▶ [To be done]: State how many lines in the items below contain the word "inscription". Reply with the number alone.

(An excerpt from a dataset)
- - -

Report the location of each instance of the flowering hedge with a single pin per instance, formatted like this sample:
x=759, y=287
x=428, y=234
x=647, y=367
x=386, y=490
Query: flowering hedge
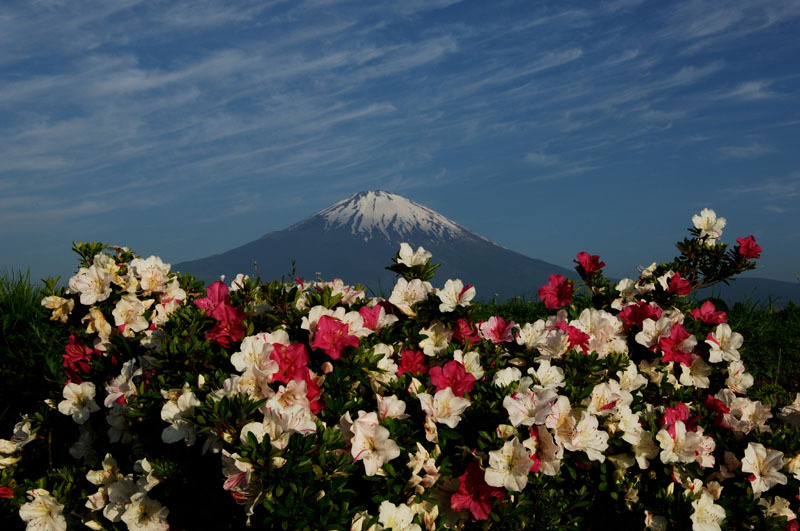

- - -

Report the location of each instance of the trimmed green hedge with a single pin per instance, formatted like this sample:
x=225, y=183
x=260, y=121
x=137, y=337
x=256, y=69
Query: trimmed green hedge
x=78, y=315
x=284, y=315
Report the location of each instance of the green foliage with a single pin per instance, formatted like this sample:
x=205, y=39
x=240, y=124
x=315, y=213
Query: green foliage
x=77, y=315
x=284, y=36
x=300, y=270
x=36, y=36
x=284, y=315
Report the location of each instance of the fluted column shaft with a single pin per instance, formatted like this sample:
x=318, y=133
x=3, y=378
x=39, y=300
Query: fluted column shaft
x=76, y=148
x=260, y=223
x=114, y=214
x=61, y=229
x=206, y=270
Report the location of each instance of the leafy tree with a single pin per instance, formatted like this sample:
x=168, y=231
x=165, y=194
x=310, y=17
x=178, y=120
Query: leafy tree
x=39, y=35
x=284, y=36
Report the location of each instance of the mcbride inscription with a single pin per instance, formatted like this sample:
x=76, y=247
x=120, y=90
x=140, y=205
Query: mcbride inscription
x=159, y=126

- - -

▶ [Result for this task]: 2